- **How to complete this task**: The data below should be copied over with complete accuracy.

(Data section Opens)

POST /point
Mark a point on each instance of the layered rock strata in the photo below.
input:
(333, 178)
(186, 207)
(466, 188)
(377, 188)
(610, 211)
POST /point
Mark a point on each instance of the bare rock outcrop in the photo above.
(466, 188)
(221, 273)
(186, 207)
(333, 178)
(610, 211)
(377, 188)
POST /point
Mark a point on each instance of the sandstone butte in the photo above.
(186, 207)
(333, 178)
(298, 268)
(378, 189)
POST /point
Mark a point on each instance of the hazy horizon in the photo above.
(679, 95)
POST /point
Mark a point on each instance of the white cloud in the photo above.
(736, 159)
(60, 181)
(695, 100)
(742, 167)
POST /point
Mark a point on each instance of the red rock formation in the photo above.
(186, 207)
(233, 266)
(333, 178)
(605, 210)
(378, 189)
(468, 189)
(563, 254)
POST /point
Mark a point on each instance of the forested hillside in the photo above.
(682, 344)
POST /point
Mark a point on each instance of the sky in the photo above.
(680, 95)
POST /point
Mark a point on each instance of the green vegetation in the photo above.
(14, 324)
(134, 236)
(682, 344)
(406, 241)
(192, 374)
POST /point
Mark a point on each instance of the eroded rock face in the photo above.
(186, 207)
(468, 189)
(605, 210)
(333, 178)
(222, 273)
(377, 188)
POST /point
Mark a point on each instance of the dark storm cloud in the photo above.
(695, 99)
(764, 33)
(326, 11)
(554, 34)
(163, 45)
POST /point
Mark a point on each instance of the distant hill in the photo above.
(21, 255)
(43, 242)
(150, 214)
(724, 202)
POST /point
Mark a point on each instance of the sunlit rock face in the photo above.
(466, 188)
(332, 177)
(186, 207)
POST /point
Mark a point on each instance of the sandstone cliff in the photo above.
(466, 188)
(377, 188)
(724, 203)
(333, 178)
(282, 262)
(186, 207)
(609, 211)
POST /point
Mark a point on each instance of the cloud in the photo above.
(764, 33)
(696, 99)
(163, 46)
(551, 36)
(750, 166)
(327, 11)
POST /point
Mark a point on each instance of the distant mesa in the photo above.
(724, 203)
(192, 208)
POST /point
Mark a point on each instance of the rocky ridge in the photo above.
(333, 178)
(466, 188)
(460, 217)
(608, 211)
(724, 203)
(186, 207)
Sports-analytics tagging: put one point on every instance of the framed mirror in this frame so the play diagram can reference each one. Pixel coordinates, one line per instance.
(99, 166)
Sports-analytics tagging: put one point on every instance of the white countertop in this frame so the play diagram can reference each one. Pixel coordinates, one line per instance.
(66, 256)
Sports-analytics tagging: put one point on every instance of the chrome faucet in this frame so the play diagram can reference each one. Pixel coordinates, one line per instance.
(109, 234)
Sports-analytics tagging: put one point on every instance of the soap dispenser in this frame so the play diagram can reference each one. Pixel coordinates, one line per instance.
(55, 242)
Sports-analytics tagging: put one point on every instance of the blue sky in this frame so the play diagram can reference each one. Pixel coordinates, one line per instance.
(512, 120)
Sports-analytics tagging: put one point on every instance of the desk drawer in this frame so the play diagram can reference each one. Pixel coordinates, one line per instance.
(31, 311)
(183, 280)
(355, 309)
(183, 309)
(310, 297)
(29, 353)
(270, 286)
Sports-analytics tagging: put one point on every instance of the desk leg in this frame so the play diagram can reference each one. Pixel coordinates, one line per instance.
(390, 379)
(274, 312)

(Data section Closes)

- **Completed task**:
POST /point
Mark a point on each instance of the layered rock strata in the photo below.
input:
(333, 178)
(186, 207)
(466, 188)
(377, 188)
(610, 211)
POST /point
Mark a point on each instance of the bare rock outcrop in the photo above.
(466, 188)
(221, 273)
(186, 207)
(333, 178)
(610, 211)
(377, 188)
POST /point
Mark a point on each instance of the sandstone butte in the photo above.
(186, 207)
(333, 178)
(298, 268)
(378, 189)
POST /point
Mark a point on each instance of the hazy horizon in the photo above.
(679, 95)
POST /point
Mark a point on each instance of the white cloud in the photo above.
(736, 159)
(60, 181)
(695, 100)
(742, 167)
POST /point
Mark a point on each instance of the red rock formation in the photo above.
(186, 207)
(233, 266)
(333, 178)
(605, 210)
(378, 189)
(468, 189)
(563, 254)
POST /point
Mark a point on each instance of the forested hillside in the photo above.
(682, 344)
POST /point
Mark a point on each instance of the sky in the photo above.
(680, 95)
POST /point
Mark a point on each instance of the green vegetation in the photo above.
(14, 324)
(134, 236)
(682, 344)
(406, 241)
(192, 374)
POST /point
Mark a point on each instance of the eroded rock face in the photo above.
(186, 207)
(468, 189)
(605, 210)
(333, 178)
(222, 273)
(377, 188)
POST /point
Mark a point on each instance of the dark storm cloud in the photo above.
(695, 99)
(764, 33)
(326, 11)
(554, 34)
(163, 45)
POST /point
Mark a point on each instance of the distant hill in the photo above.
(21, 255)
(43, 242)
(150, 214)
(724, 202)
POST /point
Mark a point on each instance of the sunlit rock face in the photo above.
(466, 188)
(332, 177)
(186, 207)
POST /point
Mark a point on each instance of the sandstone cliff in the photo above.
(466, 188)
(377, 188)
(724, 203)
(333, 178)
(282, 262)
(186, 207)
(609, 211)
POST /point
Mark a point on each instance of the cloud in the photo above.
(764, 33)
(696, 99)
(163, 46)
(551, 36)
(750, 166)
(327, 11)
POST /point
Mark a point on each instance of the distant mesa in the photo above.
(724, 203)
(192, 208)
POST /point
Mark a point on each instance of the rocky ridge in the photo above.
(333, 178)
(466, 188)
(460, 217)
(608, 211)
(724, 203)
(186, 207)
Sports-analytics tagging: put one point on every instance of the framed mirror in this frame so the play diagram can reference each one. Pixel coordinates, one line per instance.
(99, 166)
Sports-analytics tagging: put one point on every instance of the white countertop in this frame so the play diagram can reference each one. Pixel coordinates, one line per instance.
(66, 256)
Sports-analytics tagging: put one point on every instance of the chrome faucet in this frame so the play diagram can reference each one. Pixel coordinates, one line per instance.
(109, 234)
Sports-analytics tagging: put one point on every instance of the soap dispenser in this frame so the play diagram can reference each one. Pixel coordinates, one line per instance.
(55, 242)
Sports-analytics tagging: put one point on every instance of the blue sky in this frame so the play diagram can reference each one. Pixel coordinates, one line per instance.
(512, 120)
Sports-analytics tagging: put one point on every instance of the desk drawer in this frame so the play diagram can reference each one. Pixel coordinates, one line per instance.
(31, 311)
(183, 280)
(355, 309)
(183, 309)
(310, 297)
(29, 353)
(270, 286)
Sports-analytics tagging: put one point on every instance of the desk leg in this frame so the play diagram can reference each one. Pixel coordinates, one line per instance.
(390, 379)
(274, 312)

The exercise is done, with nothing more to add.